Region pointing data
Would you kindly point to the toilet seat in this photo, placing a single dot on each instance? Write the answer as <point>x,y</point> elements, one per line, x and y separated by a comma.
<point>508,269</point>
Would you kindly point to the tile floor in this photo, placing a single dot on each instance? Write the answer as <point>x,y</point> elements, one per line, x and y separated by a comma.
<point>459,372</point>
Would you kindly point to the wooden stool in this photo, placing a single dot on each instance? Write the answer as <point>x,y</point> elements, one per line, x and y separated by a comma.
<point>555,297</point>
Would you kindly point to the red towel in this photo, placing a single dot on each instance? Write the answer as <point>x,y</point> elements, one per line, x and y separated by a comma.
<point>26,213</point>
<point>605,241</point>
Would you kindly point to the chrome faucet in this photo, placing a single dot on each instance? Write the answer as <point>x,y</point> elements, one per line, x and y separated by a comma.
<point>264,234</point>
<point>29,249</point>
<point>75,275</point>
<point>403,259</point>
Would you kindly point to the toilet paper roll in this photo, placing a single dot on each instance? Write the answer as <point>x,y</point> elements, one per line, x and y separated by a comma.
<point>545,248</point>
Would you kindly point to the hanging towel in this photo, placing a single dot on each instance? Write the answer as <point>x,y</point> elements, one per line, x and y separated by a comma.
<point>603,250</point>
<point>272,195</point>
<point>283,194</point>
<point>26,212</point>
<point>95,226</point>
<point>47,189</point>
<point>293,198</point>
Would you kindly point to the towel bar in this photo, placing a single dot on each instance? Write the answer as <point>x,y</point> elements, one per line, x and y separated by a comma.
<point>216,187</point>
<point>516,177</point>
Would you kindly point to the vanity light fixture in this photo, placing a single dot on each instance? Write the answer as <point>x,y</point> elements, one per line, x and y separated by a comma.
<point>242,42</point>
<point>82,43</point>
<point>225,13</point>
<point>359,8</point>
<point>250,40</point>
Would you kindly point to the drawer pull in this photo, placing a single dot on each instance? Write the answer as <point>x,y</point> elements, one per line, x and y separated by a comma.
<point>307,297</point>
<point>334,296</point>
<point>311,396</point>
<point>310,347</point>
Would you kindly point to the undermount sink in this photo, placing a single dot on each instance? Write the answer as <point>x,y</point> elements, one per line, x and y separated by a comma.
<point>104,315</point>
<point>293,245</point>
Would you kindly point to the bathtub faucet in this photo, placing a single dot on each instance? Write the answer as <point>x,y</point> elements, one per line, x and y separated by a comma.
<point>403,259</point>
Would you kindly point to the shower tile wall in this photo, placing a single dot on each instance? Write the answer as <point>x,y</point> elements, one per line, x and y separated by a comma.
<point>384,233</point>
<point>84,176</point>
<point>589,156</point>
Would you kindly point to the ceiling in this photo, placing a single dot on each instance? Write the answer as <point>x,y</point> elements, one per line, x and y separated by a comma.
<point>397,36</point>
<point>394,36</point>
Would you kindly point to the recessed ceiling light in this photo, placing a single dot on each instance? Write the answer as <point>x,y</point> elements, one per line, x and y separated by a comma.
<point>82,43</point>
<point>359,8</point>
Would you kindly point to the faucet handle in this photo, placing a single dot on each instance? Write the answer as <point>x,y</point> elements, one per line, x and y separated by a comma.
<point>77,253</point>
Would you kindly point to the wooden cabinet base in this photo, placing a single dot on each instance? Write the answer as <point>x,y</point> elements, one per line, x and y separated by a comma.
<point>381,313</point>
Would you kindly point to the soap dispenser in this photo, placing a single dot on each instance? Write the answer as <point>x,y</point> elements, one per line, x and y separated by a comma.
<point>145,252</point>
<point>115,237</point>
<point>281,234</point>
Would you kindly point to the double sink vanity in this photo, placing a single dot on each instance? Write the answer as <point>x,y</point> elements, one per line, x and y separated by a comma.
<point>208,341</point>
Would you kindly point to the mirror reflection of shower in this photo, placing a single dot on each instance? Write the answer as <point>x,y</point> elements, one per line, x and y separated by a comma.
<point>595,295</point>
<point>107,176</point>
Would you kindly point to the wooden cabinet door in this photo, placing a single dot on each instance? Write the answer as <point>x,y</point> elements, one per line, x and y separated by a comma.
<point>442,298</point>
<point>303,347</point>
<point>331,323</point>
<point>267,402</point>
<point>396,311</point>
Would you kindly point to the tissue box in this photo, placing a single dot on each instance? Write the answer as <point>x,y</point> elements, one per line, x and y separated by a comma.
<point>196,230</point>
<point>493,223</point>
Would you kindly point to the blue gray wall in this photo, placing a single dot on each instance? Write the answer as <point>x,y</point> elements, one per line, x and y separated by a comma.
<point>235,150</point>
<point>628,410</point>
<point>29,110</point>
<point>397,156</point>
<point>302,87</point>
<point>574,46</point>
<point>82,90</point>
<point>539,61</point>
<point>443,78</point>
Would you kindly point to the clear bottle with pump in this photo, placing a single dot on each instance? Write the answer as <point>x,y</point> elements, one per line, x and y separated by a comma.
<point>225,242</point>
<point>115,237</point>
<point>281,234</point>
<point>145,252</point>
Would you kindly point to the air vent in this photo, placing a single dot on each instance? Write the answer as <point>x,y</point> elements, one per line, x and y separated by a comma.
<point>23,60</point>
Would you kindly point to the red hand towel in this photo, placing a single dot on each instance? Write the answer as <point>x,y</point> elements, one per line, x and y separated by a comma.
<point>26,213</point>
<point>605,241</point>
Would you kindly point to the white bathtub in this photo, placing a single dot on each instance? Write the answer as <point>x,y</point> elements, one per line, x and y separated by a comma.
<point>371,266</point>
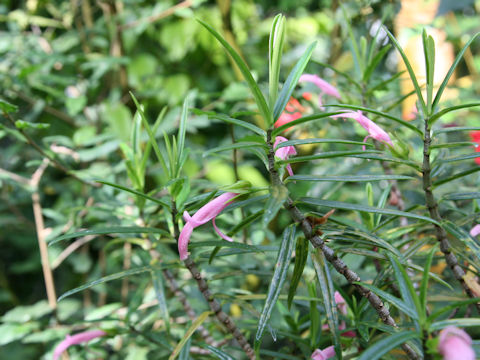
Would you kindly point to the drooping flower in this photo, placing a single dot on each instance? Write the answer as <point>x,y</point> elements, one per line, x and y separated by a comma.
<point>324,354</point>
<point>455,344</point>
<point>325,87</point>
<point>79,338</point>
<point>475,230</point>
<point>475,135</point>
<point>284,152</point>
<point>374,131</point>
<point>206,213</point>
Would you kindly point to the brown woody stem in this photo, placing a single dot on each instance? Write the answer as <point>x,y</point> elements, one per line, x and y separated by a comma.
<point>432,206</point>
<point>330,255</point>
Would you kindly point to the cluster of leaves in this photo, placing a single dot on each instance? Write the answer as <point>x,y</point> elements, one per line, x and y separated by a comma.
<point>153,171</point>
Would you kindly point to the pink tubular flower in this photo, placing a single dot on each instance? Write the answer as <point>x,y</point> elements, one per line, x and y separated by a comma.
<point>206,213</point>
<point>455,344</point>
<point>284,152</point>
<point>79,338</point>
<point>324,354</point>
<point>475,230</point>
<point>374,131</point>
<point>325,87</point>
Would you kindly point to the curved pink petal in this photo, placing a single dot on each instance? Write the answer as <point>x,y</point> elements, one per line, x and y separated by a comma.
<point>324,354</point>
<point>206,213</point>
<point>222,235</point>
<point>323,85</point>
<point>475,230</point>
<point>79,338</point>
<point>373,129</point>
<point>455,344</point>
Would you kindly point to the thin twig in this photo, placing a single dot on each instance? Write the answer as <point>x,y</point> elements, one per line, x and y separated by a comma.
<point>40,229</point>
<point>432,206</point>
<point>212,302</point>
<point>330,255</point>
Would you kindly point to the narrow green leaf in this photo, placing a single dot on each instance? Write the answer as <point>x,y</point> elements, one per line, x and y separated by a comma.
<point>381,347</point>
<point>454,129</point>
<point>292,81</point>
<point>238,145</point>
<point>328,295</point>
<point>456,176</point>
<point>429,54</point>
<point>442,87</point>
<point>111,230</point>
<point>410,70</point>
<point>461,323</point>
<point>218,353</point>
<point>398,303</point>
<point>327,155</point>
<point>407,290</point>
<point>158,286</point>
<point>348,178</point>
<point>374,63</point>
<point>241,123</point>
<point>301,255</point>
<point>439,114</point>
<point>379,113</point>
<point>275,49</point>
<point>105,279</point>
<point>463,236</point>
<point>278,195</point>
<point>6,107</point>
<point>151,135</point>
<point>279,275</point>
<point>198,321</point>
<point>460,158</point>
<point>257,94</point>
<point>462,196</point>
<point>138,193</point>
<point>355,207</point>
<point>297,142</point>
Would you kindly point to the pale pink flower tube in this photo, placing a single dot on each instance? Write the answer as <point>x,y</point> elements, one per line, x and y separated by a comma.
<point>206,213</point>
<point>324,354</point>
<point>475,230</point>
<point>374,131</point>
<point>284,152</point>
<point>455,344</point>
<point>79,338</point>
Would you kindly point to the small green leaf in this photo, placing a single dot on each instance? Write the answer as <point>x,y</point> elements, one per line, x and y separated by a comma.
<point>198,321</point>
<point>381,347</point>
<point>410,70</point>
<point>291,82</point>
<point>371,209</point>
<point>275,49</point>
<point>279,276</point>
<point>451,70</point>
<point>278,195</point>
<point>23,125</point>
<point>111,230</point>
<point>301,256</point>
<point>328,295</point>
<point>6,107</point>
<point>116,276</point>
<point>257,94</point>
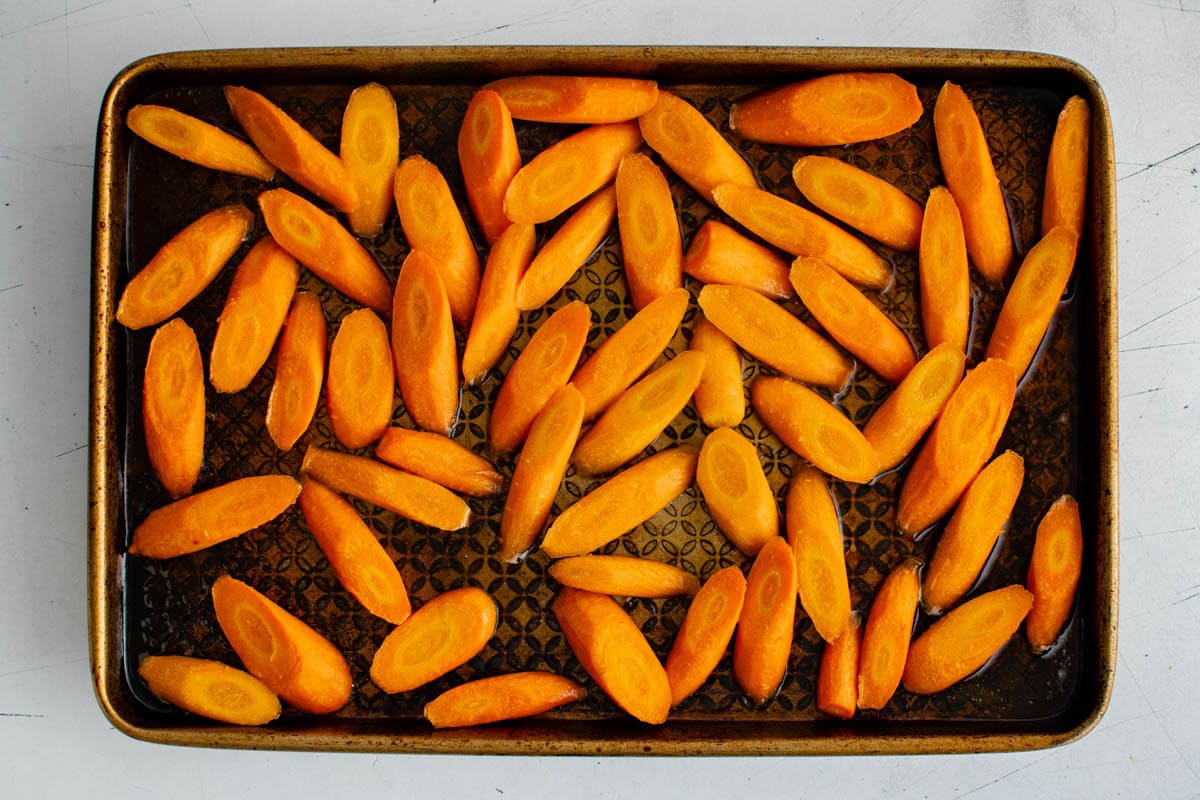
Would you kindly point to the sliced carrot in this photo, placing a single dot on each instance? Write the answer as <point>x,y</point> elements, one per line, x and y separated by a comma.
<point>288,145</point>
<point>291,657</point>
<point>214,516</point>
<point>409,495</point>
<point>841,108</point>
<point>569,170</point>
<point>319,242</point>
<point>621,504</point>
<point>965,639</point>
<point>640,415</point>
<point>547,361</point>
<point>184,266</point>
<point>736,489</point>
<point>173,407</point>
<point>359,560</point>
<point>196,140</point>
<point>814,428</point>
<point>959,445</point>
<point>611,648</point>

TASK DIRECTIONS:
Your answer should consist of the lines from the line with "Would you kindly point to the sliced" through the last line of the data, set down exactly, both included.

TASK RESULT:
Would you kindly point to the sliced carrot in this photo, placing a single dot on each instance? Write the answer as <point>x,y</point> elements, one per line, x and y separated by a comma.
<point>288,145</point>
<point>291,657</point>
<point>214,516</point>
<point>409,495</point>
<point>841,108</point>
<point>569,170</point>
<point>319,242</point>
<point>621,504</point>
<point>965,639</point>
<point>640,415</point>
<point>547,361</point>
<point>184,266</point>
<point>736,489</point>
<point>173,407</point>
<point>359,560</point>
<point>196,140</point>
<point>814,428</point>
<point>959,445</point>
<point>611,648</point>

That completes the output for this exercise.